• [Exercise aim] Rewrite the entries below, replacing "evenodd fill rule" with "even-odd fill rule" at every occurrence and keeping all other text the same.

[Entries in a dataset]
____
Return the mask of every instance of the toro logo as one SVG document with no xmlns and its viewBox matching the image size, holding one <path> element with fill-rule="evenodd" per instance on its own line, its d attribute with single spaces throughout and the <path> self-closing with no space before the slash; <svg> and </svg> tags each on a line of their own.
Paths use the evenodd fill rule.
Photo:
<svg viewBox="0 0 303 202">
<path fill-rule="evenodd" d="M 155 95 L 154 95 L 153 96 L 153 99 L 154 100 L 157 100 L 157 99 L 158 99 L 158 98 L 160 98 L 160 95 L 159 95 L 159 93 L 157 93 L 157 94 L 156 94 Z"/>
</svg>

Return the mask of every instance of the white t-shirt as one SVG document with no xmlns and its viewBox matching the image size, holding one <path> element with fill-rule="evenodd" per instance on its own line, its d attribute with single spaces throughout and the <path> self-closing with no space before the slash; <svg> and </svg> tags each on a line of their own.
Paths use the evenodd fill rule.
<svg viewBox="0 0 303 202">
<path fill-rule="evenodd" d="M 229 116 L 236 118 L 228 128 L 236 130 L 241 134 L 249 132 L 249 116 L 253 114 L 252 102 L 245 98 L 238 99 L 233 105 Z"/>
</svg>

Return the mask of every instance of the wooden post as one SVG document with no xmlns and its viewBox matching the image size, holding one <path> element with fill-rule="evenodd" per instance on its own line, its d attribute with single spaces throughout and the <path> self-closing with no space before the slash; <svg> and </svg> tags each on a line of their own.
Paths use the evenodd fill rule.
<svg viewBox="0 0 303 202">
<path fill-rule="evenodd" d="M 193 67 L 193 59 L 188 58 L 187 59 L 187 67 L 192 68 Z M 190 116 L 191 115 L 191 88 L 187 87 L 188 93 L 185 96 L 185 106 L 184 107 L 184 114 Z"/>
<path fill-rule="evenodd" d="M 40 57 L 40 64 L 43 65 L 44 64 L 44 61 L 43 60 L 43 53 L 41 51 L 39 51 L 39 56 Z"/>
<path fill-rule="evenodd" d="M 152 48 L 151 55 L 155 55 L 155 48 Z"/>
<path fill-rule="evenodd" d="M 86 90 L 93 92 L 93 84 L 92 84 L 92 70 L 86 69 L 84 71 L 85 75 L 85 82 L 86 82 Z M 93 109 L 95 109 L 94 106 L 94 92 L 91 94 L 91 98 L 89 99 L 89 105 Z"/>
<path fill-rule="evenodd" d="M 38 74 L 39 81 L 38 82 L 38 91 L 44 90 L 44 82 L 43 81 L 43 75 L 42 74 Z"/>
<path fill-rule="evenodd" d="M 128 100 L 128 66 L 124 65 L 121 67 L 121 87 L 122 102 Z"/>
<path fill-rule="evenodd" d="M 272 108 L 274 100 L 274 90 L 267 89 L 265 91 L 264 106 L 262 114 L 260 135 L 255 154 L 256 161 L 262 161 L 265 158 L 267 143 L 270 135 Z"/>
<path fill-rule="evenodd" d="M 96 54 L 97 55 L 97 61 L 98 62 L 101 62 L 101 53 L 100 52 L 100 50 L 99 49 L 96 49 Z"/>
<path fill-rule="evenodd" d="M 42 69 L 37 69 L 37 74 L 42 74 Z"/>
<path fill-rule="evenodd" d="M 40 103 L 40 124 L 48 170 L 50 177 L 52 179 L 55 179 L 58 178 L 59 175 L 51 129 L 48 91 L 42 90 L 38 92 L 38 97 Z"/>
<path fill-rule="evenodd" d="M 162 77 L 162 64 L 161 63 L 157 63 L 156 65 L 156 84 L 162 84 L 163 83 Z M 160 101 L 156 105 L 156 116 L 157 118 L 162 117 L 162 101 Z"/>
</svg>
____
• [Answer to the problem]
Return the mask of every instance of the toro logo as one SVG document with no xmlns and its viewBox matching the image size, holding one <path> element with fill-rule="evenodd" per instance on its own line, its d attribute with single spaces throughout and the <path> self-closing with no space before the slash; <svg> and </svg> tags each on a line of their own.
Paths use the even-odd fill rule.
Photo:
<svg viewBox="0 0 303 202">
<path fill-rule="evenodd" d="M 155 95 L 154 95 L 153 96 L 153 99 L 154 100 L 157 100 L 157 99 L 158 99 L 158 98 L 160 98 L 160 95 L 159 95 L 159 93 L 157 93 L 157 94 L 156 94 Z"/>
</svg>

Return the mask of every instance of the white t-shirt as one SVG document with no xmlns and its viewBox matching the image size, holding one <path> element with fill-rule="evenodd" per instance on its own line, its d attribute with single spaces throughout and the <path> self-closing with no space before the slash; <svg> and </svg> tags each on a line of their own.
Paths use the even-odd fill rule.
<svg viewBox="0 0 303 202">
<path fill-rule="evenodd" d="M 229 116 L 236 118 L 228 128 L 236 130 L 241 134 L 249 132 L 249 116 L 253 114 L 252 102 L 245 98 L 238 99 L 233 105 Z"/>
</svg>

Return the mask of every instance of the wooden post as one SVG document with no xmlns and its viewBox matching the image size, holding one <path> element with fill-rule="evenodd" per instance on its own line, its d attribute with single spaces throughout and the <path> self-closing with no space before the slash; <svg> and </svg> tags each on a line of their own.
Paths use the even-odd fill rule.
<svg viewBox="0 0 303 202">
<path fill-rule="evenodd" d="M 193 67 L 193 59 L 188 58 L 187 59 L 187 67 L 192 68 Z M 190 116 L 191 115 L 191 88 L 187 87 L 188 93 L 185 96 L 185 106 L 184 107 L 184 114 Z"/>
<path fill-rule="evenodd" d="M 40 57 L 40 64 L 43 65 L 44 64 L 44 61 L 43 60 L 43 53 L 41 51 L 39 51 L 39 56 Z"/>
<path fill-rule="evenodd" d="M 152 48 L 151 55 L 155 55 L 155 48 Z"/>
<path fill-rule="evenodd" d="M 86 90 L 93 92 L 93 84 L 92 84 L 92 70 L 86 69 L 84 71 L 85 75 L 85 82 L 86 82 Z M 93 109 L 95 109 L 94 106 L 94 92 L 91 94 L 91 98 L 89 99 L 89 105 Z"/>
<path fill-rule="evenodd" d="M 38 74 L 39 81 L 38 82 L 38 91 L 44 90 L 44 82 L 43 81 L 43 75 L 42 74 Z"/>
<path fill-rule="evenodd" d="M 128 100 L 128 66 L 124 65 L 121 67 L 121 87 L 122 102 Z"/>
<path fill-rule="evenodd" d="M 272 108 L 274 100 L 274 90 L 267 89 L 265 91 L 264 106 L 262 114 L 260 135 L 255 154 L 256 161 L 262 161 L 265 158 L 267 143 L 270 135 Z"/>
<path fill-rule="evenodd" d="M 96 54 L 97 55 L 97 61 L 98 62 L 101 62 L 101 53 L 100 52 L 100 50 L 99 49 L 96 49 Z"/>
<path fill-rule="evenodd" d="M 42 69 L 37 69 L 37 74 L 42 74 Z"/>
<path fill-rule="evenodd" d="M 40 103 L 40 124 L 48 170 L 50 177 L 52 179 L 55 179 L 58 178 L 59 175 L 51 129 L 48 91 L 42 90 L 38 92 L 38 97 Z"/>
<path fill-rule="evenodd" d="M 162 77 L 162 64 L 161 63 L 157 63 L 156 65 L 156 84 L 162 84 L 163 83 Z M 160 101 L 156 105 L 156 116 L 157 118 L 162 117 L 162 101 Z"/>
</svg>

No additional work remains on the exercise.